Stated goal 1 —
Translate this sentence from the Sucker article into Spanish: "The song was a commercial success, peaking at number six on the UK Singles Chart and number eight on the Billboard Hot 100."
Stated goal 2 —
According to the Sucker article, to what date was the European release of the album pushed back?
Stated goal 3 —
Decide whether each statement agrees with the Sucker article, giving yes or no and quoting the words that decide it: (a) Sucker came out on 15 December 2014 through Asylum and Atlantic Records. (b) True Romance charted on major markets. (c) The eight-date UK tour in 2015 ended in Brighton.

Quoted passage —
>> Begin
Sucker (stylized in all uppercase) is the second studio album by English singer Charli XCX, released on 15 December 2014 by Asylum and Atlantic Records. The album was met with positive reviews from critics, praising its throwback style, and ended up being included on many year-end lists for best albums of 2014. Sucker spawned the singles "Boom Clap", "Break the Rules", "Doing It" (featuring Rita Ora) and "Famous".

Charli promoted the album through a series of public appearances and televised live performances, as well as appearing on the Jingle Ball Tour 2014. The album was supported by Charli's Girl Power North America Tour, which lasted from September to October 2014. She was also the opening act for the European leg of Katy Perry's Prismatic World Tour in 2015.

Background
In 2013, Charli released her first major studio album, True Romance. The album received positive reviews by music critics, who praised its unique style. However, the album failed to chart on major markets. On 13 March 2014, she revealed to Complex that she had begun working on her second album with Weezer frontman Rivers Cuomo and Rostam Batmanglij of Vampire Weekend. Stargate duo and John Hill were also confirmed as producers. In an interview with DIY magazine, she stated that she wrote the record for girls and wants them to feel "a sense of empowerment". Charli explained in her tour diary with Replay Laserblast that the record's genre is still pop, but has "a very shouty, girl-power, girl-gang, Bow Wow Wow" feel to it at the same time. She also said in an interview with Idolator that Sucker would be influenced by the Hives, Weezer, the Ramones and 1960s yé-yé music.

On 7 January 2015, it was announced that the European release of the album would be pushed back yet again to 16 February 2015, featuring a revised track listing, including the new version of "Doing It" featuring Rita Ora, as well as the tracks "So Over You" and "Red Balloon".

Promotion

XCX's first high-profile performance of "Boom Clap" was at the 2014 MTV Video Music Awards pre-show on 24 August. She later sang "Boom Clap", followed by "Break the Rules", at the 2014 MTV Europe Music Awards, the American Music Awards of 2014, and on Saturday Night Live. In support of the album, Charli embarked on the Girl Power North America Tour in 2014. The tour kicked off in Orlando, Florida, on 26 September and concluded in San Francisco, California, on 25 October. She also performed the tracks from Sucker as part of her set for the Jingle Ball Tour 2014, and supported Katy Perry on European dates of her Prismatic World Tour in February and March 2015. Charli further promoted the album by embarking on an eight-date UK tour in 2015, which began in Brighton on 24 March and ended in Birmingham on 2 April.

Singles

"Boom Clap", the first single released from Sucker, was released worldwide on 17 June 2014. It was originally part of the soundtrack album for The Fault in Our Stars. The song was a commercial success, peaking at number six on the UK Singles Chart and number eight on the Billboard Hot 100. The song has since sold more than one million copies in the United States, receiving platinum certification by the Recording Industry Association of America, and has been certified silver by the British Phonographic Industry. There are two existing mixes of this song: the first and original one is heard on the film, the film's soundtrack, and the music video shot in Amsterdam; the second mix is heard on the music video shot in Japan and in this album.
>> End
Recorded information —
>> Begin
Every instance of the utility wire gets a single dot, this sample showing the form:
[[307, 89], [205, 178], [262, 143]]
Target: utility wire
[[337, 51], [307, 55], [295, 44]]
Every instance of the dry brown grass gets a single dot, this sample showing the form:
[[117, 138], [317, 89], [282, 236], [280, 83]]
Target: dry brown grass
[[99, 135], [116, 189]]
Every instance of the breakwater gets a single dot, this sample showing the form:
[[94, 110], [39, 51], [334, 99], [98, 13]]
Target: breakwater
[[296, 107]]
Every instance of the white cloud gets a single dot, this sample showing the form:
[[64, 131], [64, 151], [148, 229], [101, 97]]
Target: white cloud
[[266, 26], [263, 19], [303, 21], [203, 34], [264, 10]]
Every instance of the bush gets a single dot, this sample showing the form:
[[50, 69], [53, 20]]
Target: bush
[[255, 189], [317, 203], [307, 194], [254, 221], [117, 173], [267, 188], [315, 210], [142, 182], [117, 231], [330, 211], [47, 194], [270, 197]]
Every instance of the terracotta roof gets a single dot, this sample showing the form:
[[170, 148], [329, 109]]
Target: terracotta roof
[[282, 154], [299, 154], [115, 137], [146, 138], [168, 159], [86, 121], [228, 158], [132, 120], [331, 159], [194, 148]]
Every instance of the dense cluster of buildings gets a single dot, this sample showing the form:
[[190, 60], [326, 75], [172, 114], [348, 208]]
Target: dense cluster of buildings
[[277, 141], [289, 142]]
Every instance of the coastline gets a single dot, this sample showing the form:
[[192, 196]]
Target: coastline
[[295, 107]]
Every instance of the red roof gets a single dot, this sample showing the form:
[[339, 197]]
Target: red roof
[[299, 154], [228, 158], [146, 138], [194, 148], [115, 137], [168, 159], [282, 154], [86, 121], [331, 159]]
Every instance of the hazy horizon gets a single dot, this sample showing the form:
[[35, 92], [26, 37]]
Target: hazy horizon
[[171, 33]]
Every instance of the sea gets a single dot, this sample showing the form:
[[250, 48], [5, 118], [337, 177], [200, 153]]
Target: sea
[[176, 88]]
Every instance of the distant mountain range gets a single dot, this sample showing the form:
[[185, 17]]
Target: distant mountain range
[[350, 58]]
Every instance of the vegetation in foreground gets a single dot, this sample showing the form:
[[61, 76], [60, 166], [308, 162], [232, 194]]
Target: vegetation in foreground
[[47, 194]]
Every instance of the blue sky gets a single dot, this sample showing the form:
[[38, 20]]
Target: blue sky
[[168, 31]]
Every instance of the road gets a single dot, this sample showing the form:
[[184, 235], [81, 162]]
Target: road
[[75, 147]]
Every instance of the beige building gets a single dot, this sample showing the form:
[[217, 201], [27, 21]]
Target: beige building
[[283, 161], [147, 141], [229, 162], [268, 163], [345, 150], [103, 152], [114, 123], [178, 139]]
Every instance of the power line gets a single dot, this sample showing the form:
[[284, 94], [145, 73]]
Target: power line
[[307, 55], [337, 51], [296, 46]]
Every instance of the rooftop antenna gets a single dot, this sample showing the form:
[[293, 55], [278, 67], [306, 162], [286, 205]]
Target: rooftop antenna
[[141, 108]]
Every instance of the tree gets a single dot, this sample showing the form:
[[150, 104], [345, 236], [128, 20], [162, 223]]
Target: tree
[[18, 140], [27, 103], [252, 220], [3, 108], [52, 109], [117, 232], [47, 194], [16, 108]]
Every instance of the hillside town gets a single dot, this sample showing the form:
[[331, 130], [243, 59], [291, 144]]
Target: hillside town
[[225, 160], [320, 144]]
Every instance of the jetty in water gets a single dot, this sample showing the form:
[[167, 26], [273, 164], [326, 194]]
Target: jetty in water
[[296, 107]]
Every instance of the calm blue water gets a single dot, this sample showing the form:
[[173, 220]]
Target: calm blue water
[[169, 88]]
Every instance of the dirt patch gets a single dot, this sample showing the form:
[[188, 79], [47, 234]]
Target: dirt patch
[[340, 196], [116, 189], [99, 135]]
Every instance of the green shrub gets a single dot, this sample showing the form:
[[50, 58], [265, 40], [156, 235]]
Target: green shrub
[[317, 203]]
>> End
Response 1 —
La canción fue un éxito comercial y alcanzó el puesto número seis en la UK Singles Chart y el número ocho en el Billboard Hot 100.

Response 2 —
16 February 2015.

Response 3 —
(a) Yes: "released on 15 December 2014 by Asylum and Atlantic Records"
(b) No: "the album failed to chart on major markets"
(c) No: "began in Brighton on 24 March and ended in Birmingham on 2 April"